▶ _Set of tasks_
**1)** Answer these questions from the text about the wolf center:
(a) How many unrelated Mexican wolves were available to start the captive breeding program in the mid-1970s?
(b) About how many free-ranging Mexican wolves live in the wild today?
(c) Into which recovery area might selected Mexican wolves be released?
**2)** Pick out every line of the records that contains the word "tree" and copy each one.

▶ _Quoted text_

"""

Our facility is home to several packs of gray wolves, some of which are exhibited for educational purposes. Seeing our resident ambassador wolves helps people form a bridge of understanding and heightens interest in conserving wolves in the wild.
Our ambassador pack of Alaskan gray wolves is an intact pack that retains its wild nature. This allows thousands of visitors each year to observe the natural social interactions that occur in wild wolf packs. It also gives students and researchers opportunities to learn valuable information about wolf behavior.
We also host highly endangered Mexican gray wolves, now being reintroduced into the southwestern United States. Mexican wolves once roamed Arizona, New Mexico, and parts of Colorado and western Texas in the US all the way down to Mexico City in Mexico, but government-sponsored eradication programs almost wiped out this distinct subspecies of North American gray wolf. In the mid-1970's, only seven unrelated Mexican wolves were available to start a captive breeding program. Today, as a result of that successful breeding program, there are approximately 50 free-ranging Mexican wolves living in the wild. However, they remain one of the rarest land mammals in the world.
The California Wolf Center participates in the Mexican Wolf Species Survival Plan, a bi-national effort to help Mexican wolves recover in the wild. We are one of the largest breeding and host facilities for Mexican gray wolves in the United States.
Most of the Center's Mexican gray wolf packs reside in spacious, off-exhibit enclosures that help prepare them for potential release into the wild. Retaining their wild nature by keeping them off-exhibit will help them to survive if they are selected for release into the Blue Range Wolf Recovery Area in New Mexico and Arizona. The Mexican wolves that are not candidates for release or breeding are on limited display during some of our educational programs. This gives visitors the extraordinary opportunity to view the distinctive physical features of this unique subspecies of gray wolf.

"""

(Labels for object points)
"""

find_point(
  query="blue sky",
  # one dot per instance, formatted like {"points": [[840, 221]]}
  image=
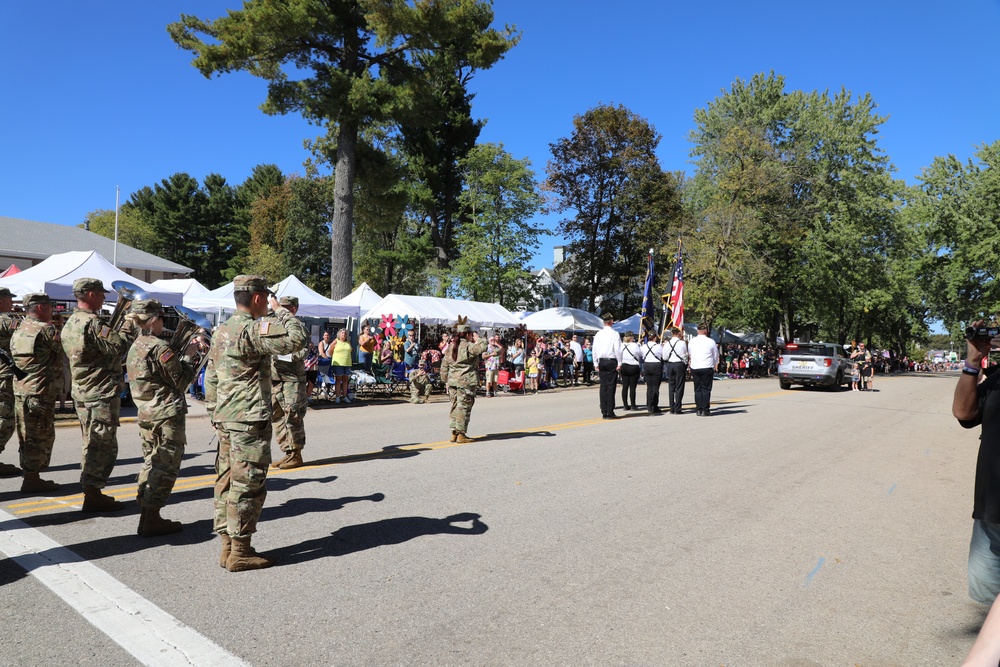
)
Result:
{"points": [[94, 94]]}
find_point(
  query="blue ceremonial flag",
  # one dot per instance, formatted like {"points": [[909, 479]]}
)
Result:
{"points": [[675, 309], [648, 308]]}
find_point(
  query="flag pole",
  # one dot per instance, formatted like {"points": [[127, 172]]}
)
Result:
{"points": [[114, 259]]}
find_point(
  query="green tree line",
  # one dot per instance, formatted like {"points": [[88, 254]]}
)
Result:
{"points": [[792, 220]]}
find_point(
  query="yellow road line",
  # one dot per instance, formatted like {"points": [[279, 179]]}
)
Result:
{"points": [[205, 481]]}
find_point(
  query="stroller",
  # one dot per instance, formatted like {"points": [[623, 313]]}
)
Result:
{"points": [[508, 383]]}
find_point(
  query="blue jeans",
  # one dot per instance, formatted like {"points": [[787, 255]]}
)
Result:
{"points": [[984, 562]]}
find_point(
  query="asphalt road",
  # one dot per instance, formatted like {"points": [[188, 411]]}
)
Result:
{"points": [[791, 528]]}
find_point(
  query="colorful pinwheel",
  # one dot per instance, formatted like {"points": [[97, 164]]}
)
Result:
{"points": [[388, 326], [403, 326]]}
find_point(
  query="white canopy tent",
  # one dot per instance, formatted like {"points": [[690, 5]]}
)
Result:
{"points": [[631, 324], [189, 287], [363, 298], [429, 310], [563, 319], [54, 276], [311, 303]]}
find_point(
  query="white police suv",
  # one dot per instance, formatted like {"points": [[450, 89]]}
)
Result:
{"points": [[813, 364]]}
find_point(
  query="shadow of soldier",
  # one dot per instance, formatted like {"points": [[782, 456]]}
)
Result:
{"points": [[387, 452], [351, 539], [300, 506], [514, 435]]}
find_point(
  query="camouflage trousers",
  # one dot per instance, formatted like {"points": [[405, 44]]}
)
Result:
{"points": [[288, 412], [420, 387], [163, 442], [36, 431], [8, 425], [462, 400], [240, 475], [99, 424]]}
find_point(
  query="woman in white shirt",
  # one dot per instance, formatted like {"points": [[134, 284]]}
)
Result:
{"points": [[630, 371], [652, 370]]}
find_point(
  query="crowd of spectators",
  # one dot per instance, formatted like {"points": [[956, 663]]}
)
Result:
{"points": [[543, 361]]}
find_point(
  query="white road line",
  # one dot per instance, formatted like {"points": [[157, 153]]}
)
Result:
{"points": [[150, 634]]}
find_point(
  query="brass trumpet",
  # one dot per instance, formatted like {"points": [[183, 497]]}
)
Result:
{"points": [[190, 326], [127, 293]]}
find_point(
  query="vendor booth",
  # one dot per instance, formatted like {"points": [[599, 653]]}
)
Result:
{"points": [[563, 319], [189, 287], [429, 310]]}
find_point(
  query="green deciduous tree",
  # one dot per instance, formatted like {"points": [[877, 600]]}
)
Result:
{"points": [[132, 228], [499, 241], [343, 65], [956, 208], [607, 174]]}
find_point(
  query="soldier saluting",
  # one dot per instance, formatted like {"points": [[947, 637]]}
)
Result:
{"points": [[37, 352], [459, 372], [158, 377], [238, 397], [95, 355], [288, 399], [7, 423]]}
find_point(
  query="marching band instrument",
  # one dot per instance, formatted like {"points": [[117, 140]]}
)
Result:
{"points": [[190, 326], [127, 293]]}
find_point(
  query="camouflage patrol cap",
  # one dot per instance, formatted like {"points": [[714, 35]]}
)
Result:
{"points": [[35, 299], [247, 283], [82, 285], [147, 307]]}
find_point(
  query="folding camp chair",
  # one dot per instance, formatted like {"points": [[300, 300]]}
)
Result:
{"points": [[516, 383], [508, 383], [399, 377], [383, 379]]}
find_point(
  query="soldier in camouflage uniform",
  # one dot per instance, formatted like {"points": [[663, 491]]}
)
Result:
{"points": [[7, 424], [288, 399], [95, 362], [459, 372], [158, 377], [238, 397], [420, 384], [36, 351]]}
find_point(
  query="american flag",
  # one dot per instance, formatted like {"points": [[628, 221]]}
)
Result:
{"points": [[675, 311], [648, 324]]}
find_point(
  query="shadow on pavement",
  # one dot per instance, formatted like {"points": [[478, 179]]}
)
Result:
{"points": [[362, 537], [389, 452], [300, 506]]}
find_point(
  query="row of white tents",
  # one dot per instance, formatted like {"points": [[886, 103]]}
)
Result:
{"points": [[55, 275]]}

"""

▶ _Completed exercise_
**1)**
(a) Seven.
(b) Approximately 50.
(c) The Blue Range Wolf Recovery Area in New Mexico and Arizona.

**2)**
  query="green tree line",
  query="green deciduous tree",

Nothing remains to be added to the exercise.